═════ Raw data
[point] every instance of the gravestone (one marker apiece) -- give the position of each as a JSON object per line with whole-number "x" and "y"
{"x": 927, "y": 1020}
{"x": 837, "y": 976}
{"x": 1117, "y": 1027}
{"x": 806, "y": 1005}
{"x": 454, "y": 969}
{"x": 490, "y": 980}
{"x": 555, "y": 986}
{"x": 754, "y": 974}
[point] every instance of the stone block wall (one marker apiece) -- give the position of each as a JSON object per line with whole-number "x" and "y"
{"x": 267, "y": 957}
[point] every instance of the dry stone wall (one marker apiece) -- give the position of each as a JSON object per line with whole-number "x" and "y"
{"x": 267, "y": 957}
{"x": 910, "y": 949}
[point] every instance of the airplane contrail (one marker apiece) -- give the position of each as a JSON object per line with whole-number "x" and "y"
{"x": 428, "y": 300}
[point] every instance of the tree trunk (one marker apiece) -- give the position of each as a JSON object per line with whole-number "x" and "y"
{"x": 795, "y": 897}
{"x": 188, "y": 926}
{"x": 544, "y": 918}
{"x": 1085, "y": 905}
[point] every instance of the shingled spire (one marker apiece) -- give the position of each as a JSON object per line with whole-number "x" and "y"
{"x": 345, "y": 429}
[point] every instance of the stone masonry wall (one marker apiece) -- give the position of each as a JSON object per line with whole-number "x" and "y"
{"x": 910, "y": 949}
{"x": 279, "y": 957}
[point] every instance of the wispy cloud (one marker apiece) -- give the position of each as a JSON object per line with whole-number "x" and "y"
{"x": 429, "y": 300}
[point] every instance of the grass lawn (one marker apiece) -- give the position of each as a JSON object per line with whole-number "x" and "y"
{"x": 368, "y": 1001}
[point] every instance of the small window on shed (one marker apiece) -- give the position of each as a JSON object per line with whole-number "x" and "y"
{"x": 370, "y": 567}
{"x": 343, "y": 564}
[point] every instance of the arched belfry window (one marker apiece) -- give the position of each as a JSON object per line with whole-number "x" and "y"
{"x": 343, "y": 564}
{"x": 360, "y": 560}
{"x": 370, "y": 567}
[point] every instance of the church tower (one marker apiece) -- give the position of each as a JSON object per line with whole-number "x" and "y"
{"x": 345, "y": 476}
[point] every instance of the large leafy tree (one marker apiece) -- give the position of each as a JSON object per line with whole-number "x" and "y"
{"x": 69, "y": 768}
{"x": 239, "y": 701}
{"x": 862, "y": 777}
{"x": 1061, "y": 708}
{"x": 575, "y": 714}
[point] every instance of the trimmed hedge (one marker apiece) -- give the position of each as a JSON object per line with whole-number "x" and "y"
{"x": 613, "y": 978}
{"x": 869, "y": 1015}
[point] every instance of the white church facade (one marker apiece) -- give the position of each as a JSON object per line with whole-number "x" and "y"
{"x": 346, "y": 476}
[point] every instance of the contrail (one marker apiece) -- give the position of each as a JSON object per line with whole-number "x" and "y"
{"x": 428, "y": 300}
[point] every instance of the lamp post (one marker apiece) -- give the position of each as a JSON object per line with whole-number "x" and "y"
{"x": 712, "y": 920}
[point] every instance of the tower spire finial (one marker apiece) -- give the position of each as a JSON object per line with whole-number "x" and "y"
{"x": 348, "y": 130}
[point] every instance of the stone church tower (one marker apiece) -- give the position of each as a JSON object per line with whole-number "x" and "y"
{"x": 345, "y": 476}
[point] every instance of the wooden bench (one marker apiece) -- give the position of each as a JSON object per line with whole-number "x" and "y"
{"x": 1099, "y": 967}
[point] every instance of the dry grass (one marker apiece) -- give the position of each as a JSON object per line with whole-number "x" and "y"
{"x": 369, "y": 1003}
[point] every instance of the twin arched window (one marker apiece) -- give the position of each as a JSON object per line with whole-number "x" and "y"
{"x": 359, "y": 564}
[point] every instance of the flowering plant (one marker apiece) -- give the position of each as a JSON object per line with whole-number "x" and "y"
══════════
* Task to complete *
With every line kept whole, write out the records again exactly.

* Solution for this task *
[point] every instance of the gravestone (one marker apiece) -- give the position of each as a JSON object per line with whole-number "x" and "y"
{"x": 927, "y": 1020}
{"x": 837, "y": 976}
{"x": 1117, "y": 1027}
{"x": 806, "y": 1005}
{"x": 454, "y": 969}
{"x": 490, "y": 980}
{"x": 555, "y": 986}
{"x": 754, "y": 974}
[point] every instance of the stone block wall (one marker apiece) -- give the position of each as a JSON object per line with whole-number "x" and "y"
{"x": 267, "y": 957}
[point] every instance of the dry stone wall (one marker apiece) -- give the position of each as a JSON object per line with whole-number "x" and "y"
{"x": 267, "y": 957}
{"x": 910, "y": 949}
[point] every instance of the airplane contrail (one marker apiece) -- give the position of each as a JSON object per line with whole-number "x" and "y"
{"x": 428, "y": 300}
[point] every instance of the tree trunk (one marker apiece) -- give the position of each as a JSON object per line with whole-number "x" and "y"
{"x": 795, "y": 897}
{"x": 188, "y": 926}
{"x": 544, "y": 918}
{"x": 1085, "y": 905}
[point] every instance of the shingled spire (one marker apiece) -- give the position of each as a JSON object per line with whole-number "x" and "y"
{"x": 345, "y": 429}
[point] every instance of the stone masonry wall (one marker apiece) -- give the position of each as a JSON object per line with whole-number "x" and "y"
{"x": 910, "y": 949}
{"x": 279, "y": 957}
[point] every instance of the wispy cloud (one marker apiece) -- give the position of each as a JSON object per line with whole-number "x" and "y"
{"x": 429, "y": 300}
[point] every instance of the grass lawn (one marker apiece) -- give the position of each as a JSON object per line with whole-number "x" and "y"
{"x": 368, "y": 1001}
[point] every instance of the small window on shed (one marker apiece) -- give the position of each as a JSON object per line with whole-number "x" and "y"
{"x": 370, "y": 567}
{"x": 343, "y": 564}
[point] every instance of the arched belfry window (one marker apiece) -- give the position of each as a JSON object per line with whole-number "x" and "y"
{"x": 343, "y": 564}
{"x": 360, "y": 560}
{"x": 370, "y": 567}
[point] every instance of the church tower (one marker apiece) -- give the position of each as a JSON object per line with whole-number "x" and "y"
{"x": 345, "y": 476}
[point] every instance of the large leafy tree (one marker apiece) -- give the position of each as a JSON object per line with whole-number "x" and "y"
{"x": 69, "y": 768}
{"x": 239, "y": 701}
{"x": 862, "y": 777}
{"x": 1061, "y": 708}
{"x": 575, "y": 714}
[point] every instance of the trimmed hedge (one marker apiece) -- give the position of each as a JSON object per line with whole-number "x" and "y"
{"x": 613, "y": 978}
{"x": 869, "y": 1015}
[point] every instance of the white church facade (one marker apiece) -- give the position of each as a JSON object per line with whole-number "x" and "y"
{"x": 346, "y": 476}
[point] every instance of the contrail (one marker apiece) -- give the position of each as a JSON object per line with whole-number "x" and "y"
{"x": 428, "y": 300}
[point] every instance of the lamp post (one marker apiece) -- give the position of each as a JSON object per line with whole-number "x" and "y"
{"x": 712, "y": 920}
[point] every instance of the tower spire finial (one marker apiece) -- give the position of each as a JSON object per line with whole-number "x" and "y"
{"x": 348, "y": 130}
[point] every instance of the stone church tower (one marker apiece) -- give the position of each as a JSON object per line with whole-number "x" and "y"
{"x": 345, "y": 476}
[point] every instance of the wooden bench (one marker apiece) -- give the position of each as a JSON object per line with whole-number "x" and "y"
{"x": 1099, "y": 967}
[point] every instance of the dry grass (one marker apiece) -- give the position of each as a JSON object per line with whole-number "x" and "y"
{"x": 369, "y": 1003}
[point] every instance of the twin arched window (one marker apiece) -- give the position of each as a JSON object per line with whole-number "x" and "y"
{"x": 359, "y": 564}
[point] every instance of the flowering plant (one marker apiece) -- give the position of each as a JSON object per line with whole-number "x" and "y"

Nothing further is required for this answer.